*GIVEN PROBLEM A:* Write out again the passage of the article on Hurricane Helene misinformation from "Brandon Rogers fielded" to "unimaginable humanitarian recovery.".
*GIVEN PROBLEM B:*
Answer these questions using the article on Hurricane Helene misinformation:
(i) Of which county is Brandon Rogers a commissioner?
(ii) How many lives were lost across North Carolina?
(iii) How much FEMA spending did Trump claim was "stolen" for migrants?
*GIVEN PROBLEM C:* Pick up the article on Hurricane Helene misinformation after its last sentence and carry it on.

begin SELECTED EXTRACT

Project 2025’s FEMA makeover is a man made disaster.
Brandon Rogers fielded calls from as far away as Australia as his community strained to recover from the worst natural disaster ever to hit his slice of western North Carolina. Texts poured in by the hundreds. The influx kept the Haywood County commissioner and his staff busy as they coordinated an unimaginable humanitarian recovery.
The messages were distractions. Worse, actually: They were the budding flowers of misinformation, seeds that were planted just days after Hurricane Helene killed scores of people, destroyed entire towns and set western North Carolina on an uncertain, unwieldy path to rebuilding.
The hollers of western North Carolina are rather insular, with strong community ties owed in some equal measures to its mountainous geography, poor infrastructure and deep well of history. The storm hitting a place like that produced a greatest hits list of conspiracies: The Federal Emergency Management Agency wanted to push people off their land to access lithium deposits; then-President Joe Biden directed the storm to the Republican-heavy area; FEMA assistance was a loan that needed to be repaid at usurious rates.
Rogers received a death threat over the county’s recovery efforts. An email chain letter claiming 28 babies froze to death in FEMA tents appeared in his inbox. Angry citizens from outside the county poured into a commission meeting demanding answers for tragedies that never occurred.
“It was just people watching this stuff that believed it,” said Rogers, who is a Republican. “I’d be upset, too, if it’s true. But it wasn’t true.”
The misinformation deterred countless people from seeking federal assistance, according to Rogers and other local officials, legal aid groups and community nonprofits interviewed by POLITICO over the nearly eight months since Helene ravaged a slice of Appalachia that had never before given a Category 4 hurricane any thought.
At one point this winter, just 15 percent of eligible North Carolina households had applied for FEMA assistance. While the North Carolina Office of the State Auditor data shows those numbers have improved, major gaps remain: Of the 6,930 people who are eligible for housing assistance because insurance or charities did not cover costs, more than 3,700 people — 53 percent — are not pursuing available federal aid.
Disaster experts cautioned against comparing recoveries because they are all unique, but noted that people who refuse federal help often undermine a region’s rebound. That is playing out in North Carolina, where thousands of people have foregone assistance that could pay for basic needs, rebuild nearly 1,000 destroyed and 74,000 damaged homes, and put communities mourning the 107 lives lost across the state back together.
There was one prominent person seizing on the misinformation for his own purposes: Donald Trump. As a candidate, Trump leveled the baseless accusation that the Biden administration was diverting FEMA assistance from North Carolina to house illegal immigrants. He claimed $1 billion of FEMA spending was “stolen” for migrants. He said all FEMA had to offer people in North Carolina was $750, which was not true.

end SELECTED EXTRACT
begin SUPPLIED INFORMATION

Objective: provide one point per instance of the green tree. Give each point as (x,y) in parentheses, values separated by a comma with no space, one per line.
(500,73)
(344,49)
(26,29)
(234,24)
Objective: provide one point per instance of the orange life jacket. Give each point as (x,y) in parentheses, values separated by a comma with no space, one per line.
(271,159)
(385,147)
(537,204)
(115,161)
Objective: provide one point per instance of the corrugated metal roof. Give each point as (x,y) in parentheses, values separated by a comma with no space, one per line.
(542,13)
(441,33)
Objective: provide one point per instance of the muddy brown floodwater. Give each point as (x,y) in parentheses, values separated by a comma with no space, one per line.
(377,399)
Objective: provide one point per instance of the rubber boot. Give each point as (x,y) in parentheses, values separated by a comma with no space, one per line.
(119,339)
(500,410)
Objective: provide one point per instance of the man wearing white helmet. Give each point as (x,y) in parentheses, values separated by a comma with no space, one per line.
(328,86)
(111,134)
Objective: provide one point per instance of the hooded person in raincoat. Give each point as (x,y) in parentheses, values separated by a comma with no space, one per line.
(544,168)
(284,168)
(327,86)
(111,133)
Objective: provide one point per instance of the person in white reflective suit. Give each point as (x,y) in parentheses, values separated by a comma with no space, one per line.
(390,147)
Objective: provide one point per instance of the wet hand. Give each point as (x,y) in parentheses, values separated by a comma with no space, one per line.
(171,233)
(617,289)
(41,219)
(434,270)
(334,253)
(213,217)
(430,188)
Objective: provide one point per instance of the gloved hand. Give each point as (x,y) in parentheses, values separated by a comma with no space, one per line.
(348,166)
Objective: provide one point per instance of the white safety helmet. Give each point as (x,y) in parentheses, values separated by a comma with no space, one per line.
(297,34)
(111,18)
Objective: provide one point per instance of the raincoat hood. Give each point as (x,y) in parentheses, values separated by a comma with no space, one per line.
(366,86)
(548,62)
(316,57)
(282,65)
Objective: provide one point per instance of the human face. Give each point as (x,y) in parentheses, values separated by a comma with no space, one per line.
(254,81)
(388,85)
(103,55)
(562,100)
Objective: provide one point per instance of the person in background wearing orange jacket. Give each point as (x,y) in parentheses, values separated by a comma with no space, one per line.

end SUPPLIED INFORMATION

*FINAL ANSWER A:*
Brandon Rogers fielded calls from as far away as Australia as his community strained to recover from the worst natural disaster ever to hit his slice of western North Carolina. Texts poured in by the hundreds. The influx kept the Haywood County commissioner and his staff busy as they coordinated an unimaginable humanitarian recovery.

*FINAL ANSWER B:*
(i) Haywood County
(ii) 107
(iii) $1 billion

*FINAL ANSWER C:*
The allegations spurred anger toward Biden, but FEMA’s statistics show no significant uptick in aid since Trump’s inauguration. As of April 22, the agency had given nearly $432 million of assistance to 158,600 households in North Carolina, $100 million of which came under Trump, FEMA said in a statement. FEMA also obligated nearly $459 million in public assistance to repair infrastructure in North Carolina, including $138 million under Trump.
Meanwhile, Trump’s FEMA has halted $10 billion in disaster relief funds intended to help people across the country, cut off housing assistance for thousands of Helene survivors and ended a policy of fully reimbursing the state of North Carolina for debris removal.
Now, in further evidence of how political attacks can create a reality of their own, Trump officials are using FEMA’s struggles in western North Carolina as a rationale to dismantle the agency.
“I think we’re going to recommend that FEMA go away,” Trump said during a January visit to Asheville to survey the damage shortly after taking office.
Three key takeaways:
- Trump amplified misinformation about FEMA’s response to Hurricane Helene that sowed distrust in the agency, paving the way for his administration to dismantle it.
- The recovery effort in western North Carolina is lagging during Trump’s first three months.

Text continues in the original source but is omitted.